- _THINGS TO DO_:
1. In the article on designing for empathy, what is said to largely fuel digital anxiety?
2. Write a continuation of the article on designing for empathy, starting right after its last sentence.

- _PASSAGE GIVEN_:
────────────────

Designing For Empathy Builds Loyalty

We all experience digital anxiety, which is fueled largely by bad design choices.

This is due mainly to an instinctive lack of empathy on the part of businesses or marketers. Businesses naturally frame everything by hidden or abstract goals, assuming customers understand the inner workings and structure of their organisation. Without empathy in design, content will feel stagnant, boring or, the other extreme, too pushy and overly goal focused.

It really pays off to learn a little about behavioural science. In fact, learning about what makes people tick is fun and rewarding. We remember good experiences, particularly when we get a healthy amount of extra value. This behaviour is not exclusive to websites or apps. It’s our nature.

Screens make our brains tire quickly, anxiety can be reduced with more minimalist designs.

The web is a very unnatural space. Looking at a busy website is hard work and taxing for our eyes and brain, which fuels anxiety. The most successful products are simple. Product owners can make experiences better just by reducing on-screen stress with better design and fewer elements.

────────────────

- _DATA EXCERPTS_:
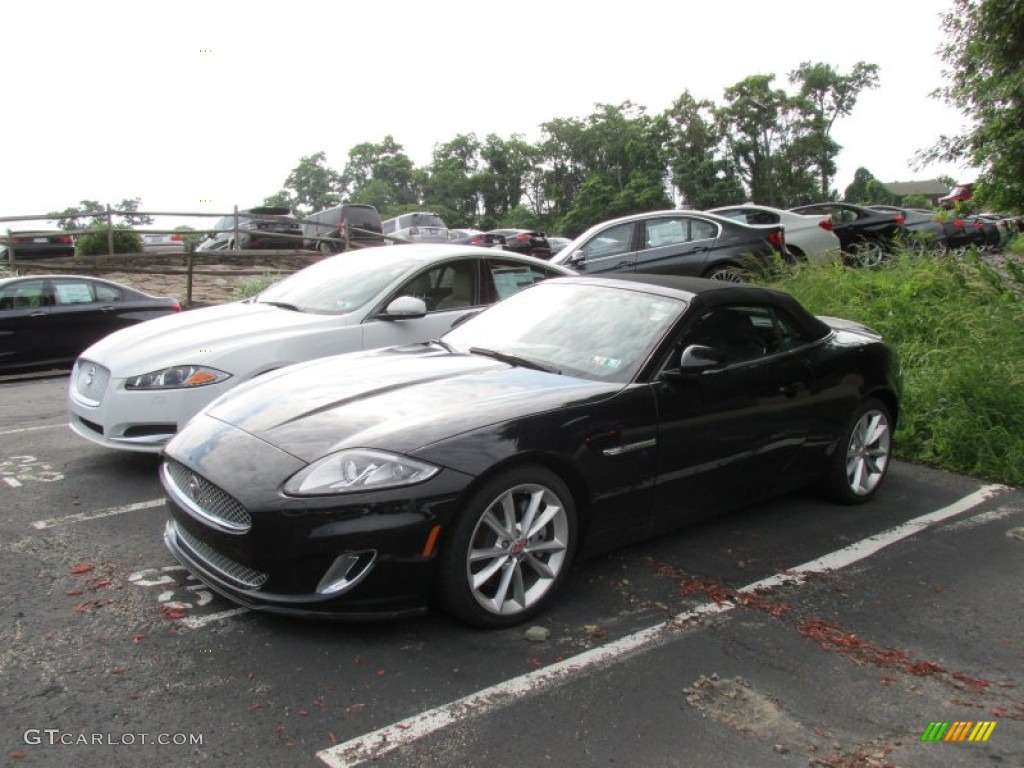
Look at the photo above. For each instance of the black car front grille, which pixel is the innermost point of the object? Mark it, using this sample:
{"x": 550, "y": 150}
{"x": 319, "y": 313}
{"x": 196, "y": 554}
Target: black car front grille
{"x": 224, "y": 566}
{"x": 205, "y": 499}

────────────────

- _ANSWERS PROVIDED_:
1. Bad design choices.

2.
In practice, this means showing less content, making text passages shorter and utilising more visual media such as video. Websites owners often make the mistake of thinking their pages need to look “busy”. This is fine if you run a news website. But for most organisations a more focused and relaxed design is better for engagement.

The real buzz that people get from products is the feeling of a sense of achievement.

If you consider game design, then the buzz is not really the short-term rewards. What you are aiming at is becoming an expert, reaching the top. The same principle can be applied to products and is particularly crucial for on-boarding new users. People may start in small ways, supporting a brand in their social posts. Then progress to a donation, activity or purchase.

Website owners can be gamers too with the motivation to master their own art of persuasion through empathy. This means investing more in user testing rather than elaborate features. Continually improving the design for more sustained success. Rather than hurredly launching a product packed with features, but doesn’t actually convert to positive, measurable results.

Discovering a little about psychology helps you design more relatable experiences.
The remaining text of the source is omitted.